** REQUIRED TASK **
Pull out each line of the listing below that contains the word "table". Case matters.

Portion of a data file
[Start]
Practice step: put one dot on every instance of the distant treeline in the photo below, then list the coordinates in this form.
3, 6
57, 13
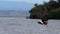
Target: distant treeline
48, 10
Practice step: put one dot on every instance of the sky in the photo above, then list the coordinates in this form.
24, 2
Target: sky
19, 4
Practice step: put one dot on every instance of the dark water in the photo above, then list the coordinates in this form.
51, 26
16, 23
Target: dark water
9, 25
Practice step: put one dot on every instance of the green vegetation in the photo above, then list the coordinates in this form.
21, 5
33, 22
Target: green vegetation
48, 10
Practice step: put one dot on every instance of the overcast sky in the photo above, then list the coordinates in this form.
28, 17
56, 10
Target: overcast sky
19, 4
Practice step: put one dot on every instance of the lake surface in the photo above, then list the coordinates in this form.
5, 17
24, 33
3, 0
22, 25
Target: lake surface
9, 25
[End]
[Start]
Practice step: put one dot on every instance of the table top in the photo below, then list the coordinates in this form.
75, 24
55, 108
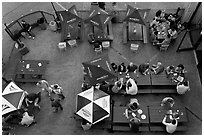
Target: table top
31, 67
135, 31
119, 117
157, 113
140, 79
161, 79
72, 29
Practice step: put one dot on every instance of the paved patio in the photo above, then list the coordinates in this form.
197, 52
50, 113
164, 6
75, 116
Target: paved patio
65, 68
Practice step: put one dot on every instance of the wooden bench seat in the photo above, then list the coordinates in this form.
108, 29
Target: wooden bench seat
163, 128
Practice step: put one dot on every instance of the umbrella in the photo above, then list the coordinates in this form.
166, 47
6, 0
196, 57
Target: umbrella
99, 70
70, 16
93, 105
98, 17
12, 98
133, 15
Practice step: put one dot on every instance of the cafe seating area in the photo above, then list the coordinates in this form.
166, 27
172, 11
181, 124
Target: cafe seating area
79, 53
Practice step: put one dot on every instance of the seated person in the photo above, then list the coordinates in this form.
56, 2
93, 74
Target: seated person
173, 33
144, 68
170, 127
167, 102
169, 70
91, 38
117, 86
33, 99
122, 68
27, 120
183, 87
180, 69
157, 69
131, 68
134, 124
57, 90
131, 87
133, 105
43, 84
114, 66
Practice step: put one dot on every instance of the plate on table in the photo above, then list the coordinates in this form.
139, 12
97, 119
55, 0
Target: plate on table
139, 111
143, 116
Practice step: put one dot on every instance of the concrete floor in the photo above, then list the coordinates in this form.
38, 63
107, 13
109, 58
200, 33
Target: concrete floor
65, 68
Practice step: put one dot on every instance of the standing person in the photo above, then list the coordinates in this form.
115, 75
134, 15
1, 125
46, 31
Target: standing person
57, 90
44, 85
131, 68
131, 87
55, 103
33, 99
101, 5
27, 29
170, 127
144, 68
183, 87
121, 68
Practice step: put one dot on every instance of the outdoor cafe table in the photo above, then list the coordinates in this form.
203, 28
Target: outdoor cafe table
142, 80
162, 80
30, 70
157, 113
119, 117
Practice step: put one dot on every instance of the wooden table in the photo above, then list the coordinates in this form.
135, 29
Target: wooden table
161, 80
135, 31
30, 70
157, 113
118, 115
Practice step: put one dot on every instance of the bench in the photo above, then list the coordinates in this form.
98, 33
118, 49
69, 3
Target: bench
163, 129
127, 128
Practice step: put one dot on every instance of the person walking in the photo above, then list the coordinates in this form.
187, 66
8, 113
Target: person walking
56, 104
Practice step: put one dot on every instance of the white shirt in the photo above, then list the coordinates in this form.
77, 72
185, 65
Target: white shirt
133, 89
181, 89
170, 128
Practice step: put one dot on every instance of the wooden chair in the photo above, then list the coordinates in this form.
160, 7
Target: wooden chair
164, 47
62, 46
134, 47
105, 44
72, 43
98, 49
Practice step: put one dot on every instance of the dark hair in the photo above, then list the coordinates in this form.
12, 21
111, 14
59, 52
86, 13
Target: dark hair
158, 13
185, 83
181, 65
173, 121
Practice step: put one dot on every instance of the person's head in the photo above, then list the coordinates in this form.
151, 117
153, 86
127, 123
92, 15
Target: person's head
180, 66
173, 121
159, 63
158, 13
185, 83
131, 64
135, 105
[End]
** COMPLETE RESPONSE **
Practice step: put one dot on every instance of the table top in the photo below, then list the coordinates in this form.
Target: table top
Practice step: put one dot on every instance of the plate on table in the photo above, then list the coordinates in this form.
Target: plate on table
Practice step: put one dot on every instance of the outdoor cafe table in the photo above, then list the coordinates in this form.
Target: outdoor cafe table
Practice step: put one dot on every instance of the wooden table in the photo above, then list the coordinates in this form.
Target: wooden table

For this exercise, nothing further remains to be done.